===== Text section

New York State’s Matching Funds Program Debuts. What Does it Mean for This Year’s Election?
According to the New York State Board of Elections, 329 candidates registered for the first state-level public campaign finance program, which aims to curb the influence of big money in politics by matching small, local donations with public funds.
Adi Talwar
Jonathan Soto, a candidate running for Assembly, at a campaign fundraiser in the Bronx on May 6. He’s among more than 300 candidates running for election this year who registered for the state’s first public matching funds program.
The last time he ran for office in 2022, Jonathan Soto’s time and energy was focused on big dollar donors. The East Bronx candidate was up against Democrat Michael Benedetto, who has held onto his title as District 82 assemblymember for nearly 20 years.
Soto ultimately lost that election to Benedetto, who amassed significantly more than his challenger in campaign contributions in the lead up to the June 2022 primary, records show. This time around, Soto—who is running once again for the same Bronx Assembly seat—is hoping a new fundraising law that’s already boosted his campaign’s war chest by $43,049 will help level the playing field.
Enacted by the governor and State Legislature in 2020, New York’s Public Campaign Finance program allows candidates running for state office to qualify for matching funds for contributions between $5 to $250 made by in-district donors.
This year’s elections—during which State Assembly and Senate seats are up for grabs—is the first time candidates for those offices will be able to take part. During the next election cycle in 2026, those running for governor, lieutenant governor, attorney general, and state comptroller will also be able take advantage of matching funds if they qualify and choose to opt in.

==========
===== Dataset section

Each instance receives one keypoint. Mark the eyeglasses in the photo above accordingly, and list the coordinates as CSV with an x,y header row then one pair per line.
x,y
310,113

==========

Short exercise A
According to the matching funds article, how many candidates registered for the state's first public campaign finance program?
Short exercise B
For each statement, say whether it agrees with the matching funds article, and quote the deciding words: (i) The program was enacted in 2020. (ii) Matching funds apply to contributions of up to $500. (iii) Candidates for governor can use matching funds in this year's elections.
Short exercise C
Return the passage of the matching funds article from "New York State’s" up to and including "nearly 20 years.".

Full output A
329 candidates registered.

Full output B
(i) Yes: "Enacted by the governor and State Legislature in 2020"
(ii) No: "contributions between $5 to $250 made by in-district donors"
(iii) No: "During the next election cycle in 2026, those running for governor, lieutenant governor, attorney general, and state comptroller will also be able take advantage of matching funds"

Full output C
New York State’s Matching Funds Program Debuts. What Does it Mean for This Year’s Election?
According to the New York State Board of Elections, 329 candidates registered for the first state-level public campaign finance program, which aims to curb the influence of big money in politics by matching small, local donations with public funds.
Adi Talwar
Jonathan Soto, a candidate running for Assembly, at a campaign fundraiser in the Bronx on May 6. He’s among more than 300 candidates running for election this year who registered for the state’s first public matching funds program.
The last time he ran for office in 2022, Jonathan Soto’s time and energy was focused on big dollar donors. The East Bronx candidate was up against Democrat Michael Benedetto, who has held onto his title as District 82 assemblymember for nearly 20 years.